TASK INPUT:
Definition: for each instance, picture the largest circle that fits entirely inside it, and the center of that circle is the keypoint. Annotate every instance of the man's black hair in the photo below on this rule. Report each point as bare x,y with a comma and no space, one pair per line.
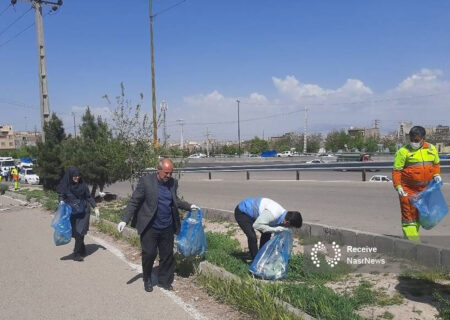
294,218
417,131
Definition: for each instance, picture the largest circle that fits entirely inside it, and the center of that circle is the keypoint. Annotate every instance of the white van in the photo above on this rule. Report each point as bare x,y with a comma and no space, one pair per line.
6,163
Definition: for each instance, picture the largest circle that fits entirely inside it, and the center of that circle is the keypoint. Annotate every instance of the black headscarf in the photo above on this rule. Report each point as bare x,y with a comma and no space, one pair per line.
67,185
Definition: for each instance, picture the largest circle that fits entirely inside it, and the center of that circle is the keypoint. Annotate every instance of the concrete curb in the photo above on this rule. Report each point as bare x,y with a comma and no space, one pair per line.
212,270
421,253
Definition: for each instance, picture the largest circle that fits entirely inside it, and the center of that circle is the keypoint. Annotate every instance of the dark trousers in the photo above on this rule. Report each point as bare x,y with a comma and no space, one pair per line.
154,241
246,224
79,245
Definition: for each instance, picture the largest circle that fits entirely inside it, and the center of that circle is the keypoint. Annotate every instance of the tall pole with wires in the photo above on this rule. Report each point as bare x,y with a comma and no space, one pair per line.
239,130
155,126
74,125
42,62
305,132
163,110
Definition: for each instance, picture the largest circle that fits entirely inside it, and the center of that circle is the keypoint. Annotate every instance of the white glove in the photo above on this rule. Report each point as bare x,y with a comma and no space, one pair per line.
401,192
437,179
279,229
121,226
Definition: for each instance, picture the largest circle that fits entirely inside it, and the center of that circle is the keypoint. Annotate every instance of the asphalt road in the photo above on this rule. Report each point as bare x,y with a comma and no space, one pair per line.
39,280
333,198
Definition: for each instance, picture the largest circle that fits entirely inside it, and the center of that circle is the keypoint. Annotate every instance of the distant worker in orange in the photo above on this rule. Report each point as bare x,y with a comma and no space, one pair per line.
15,176
415,165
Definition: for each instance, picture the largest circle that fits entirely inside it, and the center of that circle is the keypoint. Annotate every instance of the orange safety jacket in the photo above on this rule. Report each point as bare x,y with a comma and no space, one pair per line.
15,174
414,168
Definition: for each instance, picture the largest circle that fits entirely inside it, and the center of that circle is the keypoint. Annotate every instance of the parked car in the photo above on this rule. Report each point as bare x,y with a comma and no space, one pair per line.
283,154
316,161
27,175
379,178
197,156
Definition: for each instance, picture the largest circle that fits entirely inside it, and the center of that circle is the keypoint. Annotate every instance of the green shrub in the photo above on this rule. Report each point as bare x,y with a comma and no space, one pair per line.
248,296
215,240
3,188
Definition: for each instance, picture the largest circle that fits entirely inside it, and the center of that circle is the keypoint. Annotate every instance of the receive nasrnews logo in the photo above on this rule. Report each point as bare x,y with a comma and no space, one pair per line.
332,256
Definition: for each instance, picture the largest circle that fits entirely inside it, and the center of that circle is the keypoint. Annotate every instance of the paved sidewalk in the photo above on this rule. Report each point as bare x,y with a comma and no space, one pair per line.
40,281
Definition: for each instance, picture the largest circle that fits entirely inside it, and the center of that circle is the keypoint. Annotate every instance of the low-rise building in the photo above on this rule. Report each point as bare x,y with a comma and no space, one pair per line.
26,138
7,141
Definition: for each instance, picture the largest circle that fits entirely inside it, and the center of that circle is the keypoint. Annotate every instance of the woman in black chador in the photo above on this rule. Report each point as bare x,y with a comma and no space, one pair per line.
74,192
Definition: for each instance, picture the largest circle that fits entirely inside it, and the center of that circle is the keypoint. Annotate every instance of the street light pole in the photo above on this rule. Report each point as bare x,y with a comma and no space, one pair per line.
155,127
239,131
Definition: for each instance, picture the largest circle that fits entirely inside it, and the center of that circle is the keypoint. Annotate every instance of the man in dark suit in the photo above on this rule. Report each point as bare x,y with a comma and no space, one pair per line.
153,208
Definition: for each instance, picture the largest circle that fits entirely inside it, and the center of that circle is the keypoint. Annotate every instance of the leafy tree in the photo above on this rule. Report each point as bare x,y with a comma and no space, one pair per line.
91,152
49,165
133,133
371,144
336,140
314,142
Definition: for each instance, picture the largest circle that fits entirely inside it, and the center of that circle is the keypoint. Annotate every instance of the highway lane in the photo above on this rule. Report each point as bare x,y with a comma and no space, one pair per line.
331,198
40,281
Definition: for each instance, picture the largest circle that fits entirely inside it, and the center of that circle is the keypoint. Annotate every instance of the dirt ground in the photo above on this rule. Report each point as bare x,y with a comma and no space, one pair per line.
416,302
185,288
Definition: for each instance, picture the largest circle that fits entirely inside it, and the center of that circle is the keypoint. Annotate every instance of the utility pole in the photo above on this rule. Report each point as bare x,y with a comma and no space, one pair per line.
74,125
42,64
305,132
207,141
239,131
155,126
163,110
377,123
181,122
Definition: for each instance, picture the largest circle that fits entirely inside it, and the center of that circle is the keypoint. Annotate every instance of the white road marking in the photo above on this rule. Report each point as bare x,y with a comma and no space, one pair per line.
20,201
186,307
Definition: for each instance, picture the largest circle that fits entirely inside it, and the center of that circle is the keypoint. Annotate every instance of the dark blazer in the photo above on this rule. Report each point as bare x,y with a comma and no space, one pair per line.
144,203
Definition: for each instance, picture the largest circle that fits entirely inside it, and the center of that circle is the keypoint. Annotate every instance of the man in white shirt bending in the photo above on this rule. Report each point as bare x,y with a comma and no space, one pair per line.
266,216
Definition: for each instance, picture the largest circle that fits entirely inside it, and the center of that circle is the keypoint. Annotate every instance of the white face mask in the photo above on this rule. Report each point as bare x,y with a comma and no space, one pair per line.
415,145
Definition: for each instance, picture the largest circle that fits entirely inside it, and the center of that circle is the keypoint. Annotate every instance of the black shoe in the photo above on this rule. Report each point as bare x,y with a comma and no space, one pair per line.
167,287
83,251
77,257
148,285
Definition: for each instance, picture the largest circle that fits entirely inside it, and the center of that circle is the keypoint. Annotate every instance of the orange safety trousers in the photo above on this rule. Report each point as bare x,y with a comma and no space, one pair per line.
410,213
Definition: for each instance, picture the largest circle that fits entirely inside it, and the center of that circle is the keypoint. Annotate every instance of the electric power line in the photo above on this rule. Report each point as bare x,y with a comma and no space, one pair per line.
51,12
15,21
169,8
16,35
302,109
6,9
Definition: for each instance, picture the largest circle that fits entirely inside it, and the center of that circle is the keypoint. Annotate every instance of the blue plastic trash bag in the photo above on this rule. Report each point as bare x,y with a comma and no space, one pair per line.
431,205
192,241
61,224
272,260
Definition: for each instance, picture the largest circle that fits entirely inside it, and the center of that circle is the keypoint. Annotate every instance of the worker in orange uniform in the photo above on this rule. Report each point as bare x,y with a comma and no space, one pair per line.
15,175
415,165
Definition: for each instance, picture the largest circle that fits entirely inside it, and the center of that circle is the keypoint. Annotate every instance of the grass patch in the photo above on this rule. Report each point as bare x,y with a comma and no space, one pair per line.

GOAL:
Output the stretch from the line containing "of the worker" through the final line as a JSON list of strings, one string per line, with blank lines omitted.

WRITTEN REPLY:
[
  "Definition: for each instance, picture the largest circle that fits entirely inside it, and the center of that circle is the keypoint. Annotate every instance of the worker in orange uniform in the photo above on this rule. Report each point as bare x,y with a comma and no space, one pair per line.",
  "15,175",
  "415,165",
  "Definition: for each instance, picture the largest circle that fits entirely inside it, and the center of that circle is the keypoint. Annotate every instance of the grass patch in the photo above on this rule. Report each point as bare x,y with a comma and no space, one pair per line."
]